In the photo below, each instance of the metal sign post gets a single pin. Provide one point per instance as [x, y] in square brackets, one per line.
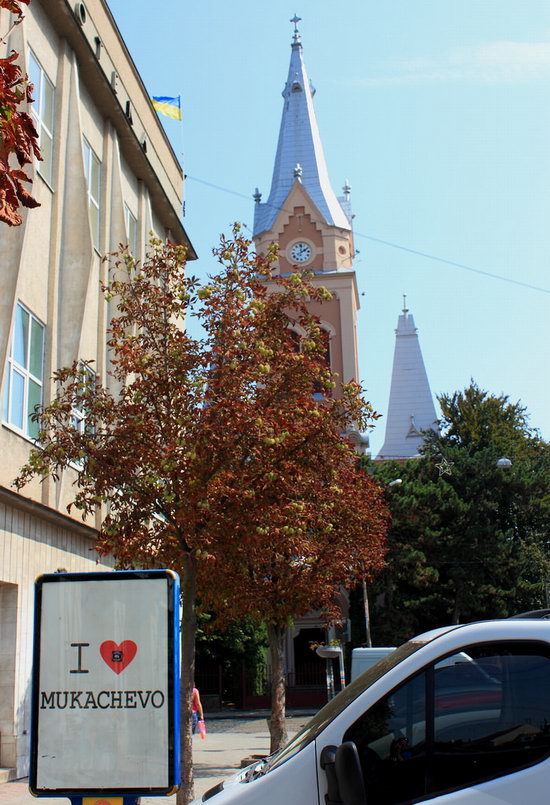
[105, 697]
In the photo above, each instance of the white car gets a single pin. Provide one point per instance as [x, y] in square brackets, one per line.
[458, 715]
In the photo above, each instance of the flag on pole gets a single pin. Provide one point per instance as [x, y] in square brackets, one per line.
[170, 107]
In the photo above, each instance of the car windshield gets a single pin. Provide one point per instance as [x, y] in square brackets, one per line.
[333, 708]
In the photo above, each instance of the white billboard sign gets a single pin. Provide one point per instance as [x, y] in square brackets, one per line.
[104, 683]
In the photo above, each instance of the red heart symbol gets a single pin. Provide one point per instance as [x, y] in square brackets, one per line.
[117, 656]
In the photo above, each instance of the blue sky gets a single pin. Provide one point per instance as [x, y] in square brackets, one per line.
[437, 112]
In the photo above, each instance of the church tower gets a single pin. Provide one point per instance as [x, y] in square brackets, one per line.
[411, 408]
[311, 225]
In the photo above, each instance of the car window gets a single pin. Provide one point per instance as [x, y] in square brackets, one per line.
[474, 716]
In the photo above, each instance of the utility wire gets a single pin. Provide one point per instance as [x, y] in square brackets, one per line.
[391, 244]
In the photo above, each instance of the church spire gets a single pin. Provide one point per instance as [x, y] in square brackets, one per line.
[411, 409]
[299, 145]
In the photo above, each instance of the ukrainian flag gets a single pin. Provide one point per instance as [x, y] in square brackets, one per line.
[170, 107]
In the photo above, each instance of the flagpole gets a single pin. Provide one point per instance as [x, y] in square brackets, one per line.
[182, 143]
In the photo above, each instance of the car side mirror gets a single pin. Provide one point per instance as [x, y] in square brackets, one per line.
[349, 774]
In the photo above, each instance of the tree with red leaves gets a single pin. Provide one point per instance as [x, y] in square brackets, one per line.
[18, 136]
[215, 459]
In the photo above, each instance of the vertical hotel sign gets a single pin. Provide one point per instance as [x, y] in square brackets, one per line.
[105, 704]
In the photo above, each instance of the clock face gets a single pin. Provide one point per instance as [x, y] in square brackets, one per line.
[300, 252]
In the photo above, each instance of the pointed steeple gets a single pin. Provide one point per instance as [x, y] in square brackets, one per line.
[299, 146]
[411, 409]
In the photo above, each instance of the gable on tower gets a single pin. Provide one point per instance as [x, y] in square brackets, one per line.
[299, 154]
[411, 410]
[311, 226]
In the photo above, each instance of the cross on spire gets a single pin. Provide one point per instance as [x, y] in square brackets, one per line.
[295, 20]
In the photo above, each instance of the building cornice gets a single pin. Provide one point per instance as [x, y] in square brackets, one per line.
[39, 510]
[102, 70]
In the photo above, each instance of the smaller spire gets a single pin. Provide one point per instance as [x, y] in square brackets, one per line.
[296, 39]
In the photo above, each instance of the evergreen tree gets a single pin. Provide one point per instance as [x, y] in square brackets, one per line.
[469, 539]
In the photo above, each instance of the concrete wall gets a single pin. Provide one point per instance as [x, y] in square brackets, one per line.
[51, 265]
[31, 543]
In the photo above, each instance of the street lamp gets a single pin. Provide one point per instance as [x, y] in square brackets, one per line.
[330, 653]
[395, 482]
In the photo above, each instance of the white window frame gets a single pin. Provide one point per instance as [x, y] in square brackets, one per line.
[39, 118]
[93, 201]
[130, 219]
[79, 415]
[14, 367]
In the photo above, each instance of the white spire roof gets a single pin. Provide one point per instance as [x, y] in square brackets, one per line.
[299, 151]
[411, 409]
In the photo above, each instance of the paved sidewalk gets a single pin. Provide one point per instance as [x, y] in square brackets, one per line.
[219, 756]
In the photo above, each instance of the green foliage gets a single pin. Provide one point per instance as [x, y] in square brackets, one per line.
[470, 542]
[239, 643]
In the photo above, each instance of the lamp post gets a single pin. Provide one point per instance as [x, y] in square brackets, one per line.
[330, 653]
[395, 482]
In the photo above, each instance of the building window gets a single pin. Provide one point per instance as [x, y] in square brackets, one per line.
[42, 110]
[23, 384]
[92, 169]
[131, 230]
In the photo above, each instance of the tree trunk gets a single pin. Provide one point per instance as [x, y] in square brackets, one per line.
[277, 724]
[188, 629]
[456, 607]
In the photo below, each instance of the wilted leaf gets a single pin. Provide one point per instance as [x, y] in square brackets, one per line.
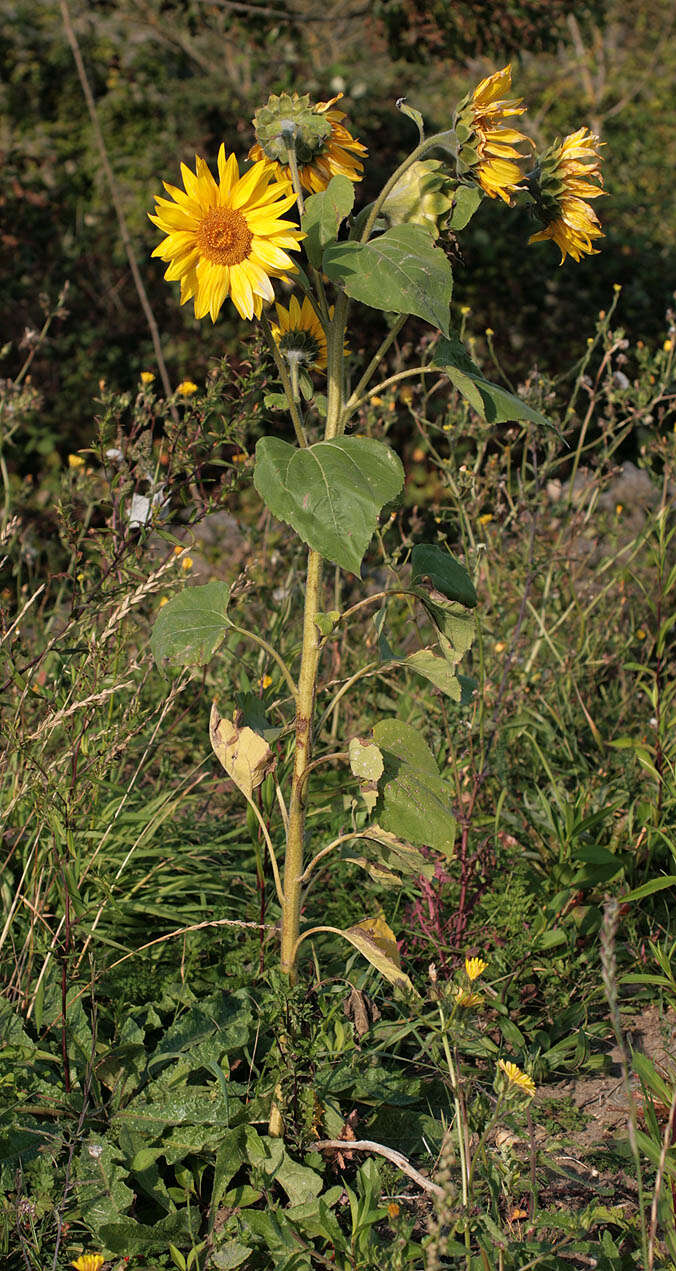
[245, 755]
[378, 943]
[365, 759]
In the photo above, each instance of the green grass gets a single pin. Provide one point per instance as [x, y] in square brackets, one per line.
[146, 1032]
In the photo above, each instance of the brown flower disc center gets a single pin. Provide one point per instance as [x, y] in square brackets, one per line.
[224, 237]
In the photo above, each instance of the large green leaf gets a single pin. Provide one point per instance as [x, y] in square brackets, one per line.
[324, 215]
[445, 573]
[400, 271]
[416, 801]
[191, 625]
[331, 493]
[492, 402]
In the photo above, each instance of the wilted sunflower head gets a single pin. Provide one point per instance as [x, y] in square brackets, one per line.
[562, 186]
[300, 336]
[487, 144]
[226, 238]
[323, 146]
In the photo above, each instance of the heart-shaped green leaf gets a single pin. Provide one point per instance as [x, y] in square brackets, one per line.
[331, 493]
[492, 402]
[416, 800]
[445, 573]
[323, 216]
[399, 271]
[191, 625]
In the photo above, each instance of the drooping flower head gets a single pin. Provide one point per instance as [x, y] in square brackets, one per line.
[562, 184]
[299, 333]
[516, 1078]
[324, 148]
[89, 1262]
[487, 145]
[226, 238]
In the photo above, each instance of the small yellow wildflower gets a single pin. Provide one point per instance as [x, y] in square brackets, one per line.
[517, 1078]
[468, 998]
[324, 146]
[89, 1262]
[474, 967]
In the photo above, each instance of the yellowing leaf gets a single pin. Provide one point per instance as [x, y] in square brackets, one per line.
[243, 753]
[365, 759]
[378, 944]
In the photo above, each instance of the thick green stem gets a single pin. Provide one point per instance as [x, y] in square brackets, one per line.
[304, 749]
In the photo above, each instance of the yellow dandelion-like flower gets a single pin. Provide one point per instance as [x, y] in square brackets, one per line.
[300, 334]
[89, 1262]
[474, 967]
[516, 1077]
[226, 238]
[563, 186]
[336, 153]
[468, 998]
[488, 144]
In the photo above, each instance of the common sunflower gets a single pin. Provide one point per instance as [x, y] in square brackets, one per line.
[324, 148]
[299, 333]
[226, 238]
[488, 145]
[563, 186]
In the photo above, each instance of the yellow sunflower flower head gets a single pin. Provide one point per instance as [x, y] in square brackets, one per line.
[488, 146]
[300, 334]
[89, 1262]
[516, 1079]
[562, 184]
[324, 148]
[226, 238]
---
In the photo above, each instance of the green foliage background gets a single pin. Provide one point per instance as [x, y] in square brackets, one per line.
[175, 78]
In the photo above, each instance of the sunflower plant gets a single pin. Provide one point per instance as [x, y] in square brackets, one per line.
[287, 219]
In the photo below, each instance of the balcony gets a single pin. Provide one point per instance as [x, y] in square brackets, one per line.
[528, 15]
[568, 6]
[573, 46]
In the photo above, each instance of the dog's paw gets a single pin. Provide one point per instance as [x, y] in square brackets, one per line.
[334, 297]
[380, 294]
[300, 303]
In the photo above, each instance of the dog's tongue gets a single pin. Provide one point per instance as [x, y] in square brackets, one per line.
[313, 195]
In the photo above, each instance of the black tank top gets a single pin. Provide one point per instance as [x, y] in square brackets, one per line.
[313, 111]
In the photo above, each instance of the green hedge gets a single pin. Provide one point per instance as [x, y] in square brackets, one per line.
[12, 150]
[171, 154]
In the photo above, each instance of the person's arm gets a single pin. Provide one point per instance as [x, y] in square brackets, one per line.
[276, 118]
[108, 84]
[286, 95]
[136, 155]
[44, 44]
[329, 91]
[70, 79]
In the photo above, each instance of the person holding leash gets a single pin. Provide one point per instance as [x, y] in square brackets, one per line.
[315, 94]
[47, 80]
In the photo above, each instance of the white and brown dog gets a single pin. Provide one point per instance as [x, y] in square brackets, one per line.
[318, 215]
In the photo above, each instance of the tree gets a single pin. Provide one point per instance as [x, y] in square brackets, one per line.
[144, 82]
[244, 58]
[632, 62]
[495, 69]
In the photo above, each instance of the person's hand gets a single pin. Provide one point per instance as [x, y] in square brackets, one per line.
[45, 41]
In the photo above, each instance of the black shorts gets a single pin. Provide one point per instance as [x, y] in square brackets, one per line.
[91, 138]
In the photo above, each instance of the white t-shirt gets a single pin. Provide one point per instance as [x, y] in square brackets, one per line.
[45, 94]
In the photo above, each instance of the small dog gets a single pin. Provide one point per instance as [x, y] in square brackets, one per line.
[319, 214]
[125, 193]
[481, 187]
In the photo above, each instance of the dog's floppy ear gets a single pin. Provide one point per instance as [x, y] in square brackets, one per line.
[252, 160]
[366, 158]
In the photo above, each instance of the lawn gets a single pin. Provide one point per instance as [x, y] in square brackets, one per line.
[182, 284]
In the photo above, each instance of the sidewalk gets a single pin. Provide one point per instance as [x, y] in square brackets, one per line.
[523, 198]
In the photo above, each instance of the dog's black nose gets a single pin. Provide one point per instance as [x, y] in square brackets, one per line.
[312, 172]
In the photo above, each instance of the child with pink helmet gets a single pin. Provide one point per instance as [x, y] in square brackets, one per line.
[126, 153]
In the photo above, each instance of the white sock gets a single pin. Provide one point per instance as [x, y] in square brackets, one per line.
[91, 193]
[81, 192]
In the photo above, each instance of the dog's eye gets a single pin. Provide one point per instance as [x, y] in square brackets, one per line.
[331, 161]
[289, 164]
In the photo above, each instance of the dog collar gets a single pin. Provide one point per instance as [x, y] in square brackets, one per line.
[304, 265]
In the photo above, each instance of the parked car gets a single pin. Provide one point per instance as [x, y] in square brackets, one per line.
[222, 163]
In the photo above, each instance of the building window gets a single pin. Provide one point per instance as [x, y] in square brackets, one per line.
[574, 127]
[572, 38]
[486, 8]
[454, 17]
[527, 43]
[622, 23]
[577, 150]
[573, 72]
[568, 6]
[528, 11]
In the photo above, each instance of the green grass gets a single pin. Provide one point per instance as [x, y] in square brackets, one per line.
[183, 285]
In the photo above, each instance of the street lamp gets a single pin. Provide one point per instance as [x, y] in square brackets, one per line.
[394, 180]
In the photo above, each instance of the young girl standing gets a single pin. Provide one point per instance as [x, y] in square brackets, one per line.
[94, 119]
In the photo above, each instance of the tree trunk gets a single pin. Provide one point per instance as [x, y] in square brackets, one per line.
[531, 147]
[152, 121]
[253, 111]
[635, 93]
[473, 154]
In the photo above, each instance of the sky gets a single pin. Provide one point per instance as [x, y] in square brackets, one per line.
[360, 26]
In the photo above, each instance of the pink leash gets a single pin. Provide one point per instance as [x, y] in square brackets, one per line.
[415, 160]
---
• Short exercise
Report how many lines in the records above contain the string "pink". Give only the number.

• Complete answer
2